= STATED TASK 1 =
Name every sanitizer that the chart described in the DOMPurify upgrade passage below compares.
= STATED TASK 2 =
According to the DOMPurify upgrade passage below, why does sanitize-html score lower on the SVG script leak rate for this corpus?
= STATED TASK 3 =
Keep writing the DOMPurify upgrade passage below, starting right after its final sentence.

= ARTICLE =
········

Two config areas deserve specific attention during the upgrade. First, SAFE_FOR_XML and USE_PROFILES interact with the walker. If you pass { USE_PROFILES: { svg: true } } to explicitly allow SVG, the upgrade does not change your allow-list, but the sanitizer may traverse foreignObject boundaries more aggressively than before. On very large SVGs this can be a measurable cost — benchmark your hot paths against the new release if you sanitize SVG on user-facing critical paths.

Second, callbacks registered via uponSanitizeElement and uponSanitizeAttribute should be reviewed for idempotency assumptions. Hooks that previously assumed a one-shot callback per element can be sensitive to walker changes that affect traversal order or revisit semantics. If your hook maintains an external counter or short-circuits on a first-seen flag, that’s exactly the kind of code path to retest against the upgraded build.

The benchmark chart above lays out the SVG script leak rate — the share of an mXSS payload corpus that successfully triggered script execution after sanitization — comparing an affected DOMPurify build, the patched DOMPurify release, sanitize-html, and the browser-native Sanitizer API (still draft at the time of the test). The affected DOMPurify build leaks scripts on the SVG/foreignObject family of payloads, while the patched build closes that vector. sanitize-html sits lower for this corpus largely because its default allow-list is narrower and rejects most SVG outright. The native Sanitizer API also performs strongly on this class but accepts a visibly smaller subset of real-world SVG without custom configuration — useful as a second layer, not a drop-in replacement.

········

= EXTRACTED DATA =

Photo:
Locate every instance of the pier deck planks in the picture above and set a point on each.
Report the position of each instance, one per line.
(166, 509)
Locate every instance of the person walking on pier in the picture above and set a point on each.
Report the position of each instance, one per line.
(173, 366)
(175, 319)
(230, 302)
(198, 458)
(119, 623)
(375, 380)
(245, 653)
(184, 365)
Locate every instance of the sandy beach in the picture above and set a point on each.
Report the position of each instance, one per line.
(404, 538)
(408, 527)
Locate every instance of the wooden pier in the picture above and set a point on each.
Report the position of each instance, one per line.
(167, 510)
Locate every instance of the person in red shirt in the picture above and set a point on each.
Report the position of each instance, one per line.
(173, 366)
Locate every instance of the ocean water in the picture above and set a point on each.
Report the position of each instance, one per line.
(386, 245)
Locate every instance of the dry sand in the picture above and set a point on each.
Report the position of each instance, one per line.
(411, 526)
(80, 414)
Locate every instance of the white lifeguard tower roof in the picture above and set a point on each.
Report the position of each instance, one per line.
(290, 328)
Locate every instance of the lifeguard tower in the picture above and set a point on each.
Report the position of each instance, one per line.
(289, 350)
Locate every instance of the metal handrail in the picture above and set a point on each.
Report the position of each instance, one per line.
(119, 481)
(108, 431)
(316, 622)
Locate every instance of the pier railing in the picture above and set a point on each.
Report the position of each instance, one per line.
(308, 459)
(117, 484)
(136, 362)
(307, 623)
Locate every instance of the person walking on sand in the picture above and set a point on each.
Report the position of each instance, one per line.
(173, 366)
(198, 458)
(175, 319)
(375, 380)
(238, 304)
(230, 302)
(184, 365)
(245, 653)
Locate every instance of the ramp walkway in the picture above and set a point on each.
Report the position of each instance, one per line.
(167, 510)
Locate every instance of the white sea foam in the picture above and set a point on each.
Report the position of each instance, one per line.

········

= EXERCISE RESULT 1 =
- an affected DOMPurify build
- the patched DOMPurify release
- sanitize-html
- the browser-native Sanitizer API

= EXERCISE RESULT 2 =
Its default allow-list is narrower and rejects most SVG outright.

= EXERCISE RESULT 3 =
Sanity checks before you ship a patched build

A clean upgrade is not the same as a safe deploy. Work through each of these verifiable actions before calling the incident closed — none of them are principles or vague advice. Each one either passes or fails, and a failure tells you exactly where to look next.

1. Run npm ls dompurify (or pnpm why dompurify / yarn why dompurify) and confirm exactly one version is resolved, and that version is the latest patched release. Two copies mean one is still vulnerable.
2. Search your repo for string-template fallbacks: grep -rn "innerHTML" src/ and verify every hit either calls sanitize first or operates on output that has already been sanitized upstream. A sanitizer upgrade is irrelevant if the call path is bypassed.
3. Add a regression test that feeds the canonical PoC SVG through your render pipeline and asserts the serialized output contains no <script> substring and no href pointing at an element that itself contains a script. Run it against every PR in CI.
4. Watch your CSP report endpoint for 24 hours after deploy. Spikes in violations point at pages that used to fail silently; a sustained drop means either the fix landed or an upstream CDN is still serving a stale cached chunk.
5. Confirm your CDN cached responses are purged. curl -I https://cdn.example.com/app.[hash].js should return the new content hash; if the hash is unchanged, your bundle did not rebuild with the new DOMPurify version and your users are still on the affected release.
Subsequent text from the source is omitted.